WORK TO COMPLETE:
Give the number of lines in the records below that contain the word "each", and nothing more.

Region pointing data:
..............................
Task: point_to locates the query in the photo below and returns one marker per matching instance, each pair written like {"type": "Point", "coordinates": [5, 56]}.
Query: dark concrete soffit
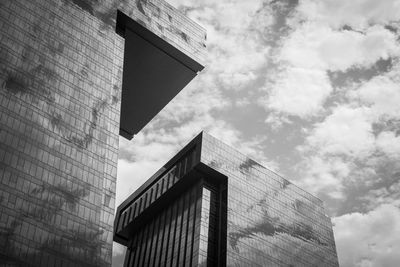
{"type": "Point", "coordinates": [124, 21]}
{"type": "Point", "coordinates": [154, 73]}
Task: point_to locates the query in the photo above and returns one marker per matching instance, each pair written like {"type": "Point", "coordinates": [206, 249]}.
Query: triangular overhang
{"type": "Point", "coordinates": [154, 73]}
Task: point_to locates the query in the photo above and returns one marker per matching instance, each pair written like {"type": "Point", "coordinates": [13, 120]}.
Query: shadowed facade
{"type": "Point", "coordinates": [212, 206]}
{"type": "Point", "coordinates": [68, 86]}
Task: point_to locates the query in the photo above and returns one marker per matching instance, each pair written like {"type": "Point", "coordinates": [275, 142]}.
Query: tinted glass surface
{"type": "Point", "coordinates": [60, 79]}
{"type": "Point", "coordinates": [271, 222]}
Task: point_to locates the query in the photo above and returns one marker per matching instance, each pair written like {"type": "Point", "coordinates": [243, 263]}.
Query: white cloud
{"type": "Point", "coordinates": [371, 239]}
{"type": "Point", "coordinates": [300, 92]}
{"type": "Point", "coordinates": [325, 175]}
{"type": "Point", "coordinates": [236, 52]}
{"type": "Point", "coordinates": [382, 94]}
{"type": "Point", "coordinates": [131, 175]}
{"type": "Point", "coordinates": [347, 131]}
{"type": "Point", "coordinates": [389, 144]}
{"type": "Point", "coordinates": [356, 13]}
{"type": "Point", "coordinates": [318, 46]}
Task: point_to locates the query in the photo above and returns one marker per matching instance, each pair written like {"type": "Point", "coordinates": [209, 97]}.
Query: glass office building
{"type": "Point", "coordinates": [69, 85]}
{"type": "Point", "coordinates": [212, 206]}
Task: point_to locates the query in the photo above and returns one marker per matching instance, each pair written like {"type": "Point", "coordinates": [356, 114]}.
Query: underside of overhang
{"type": "Point", "coordinates": [154, 73]}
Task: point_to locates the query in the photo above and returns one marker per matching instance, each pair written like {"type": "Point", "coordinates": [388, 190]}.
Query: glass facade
{"type": "Point", "coordinates": [246, 215]}
{"type": "Point", "coordinates": [270, 221]}
{"type": "Point", "coordinates": [60, 95]}
{"type": "Point", "coordinates": [171, 237]}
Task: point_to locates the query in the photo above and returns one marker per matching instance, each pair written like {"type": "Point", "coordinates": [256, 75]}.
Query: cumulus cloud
{"type": "Point", "coordinates": [369, 240]}
{"type": "Point", "coordinates": [347, 131]}
{"type": "Point", "coordinates": [325, 175]}
{"type": "Point", "coordinates": [389, 144]}
{"type": "Point", "coordinates": [235, 51]}
{"type": "Point", "coordinates": [299, 92]}
{"type": "Point", "coordinates": [318, 46]}
{"type": "Point", "coordinates": [382, 94]}
{"type": "Point", "coordinates": [356, 13]}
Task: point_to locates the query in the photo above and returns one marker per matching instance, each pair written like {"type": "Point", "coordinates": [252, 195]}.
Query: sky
{"type": "Point", "coordinates": [311, 90]}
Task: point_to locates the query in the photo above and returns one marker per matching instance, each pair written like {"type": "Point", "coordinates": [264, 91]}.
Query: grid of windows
..............................
ANSWER SPACE:
11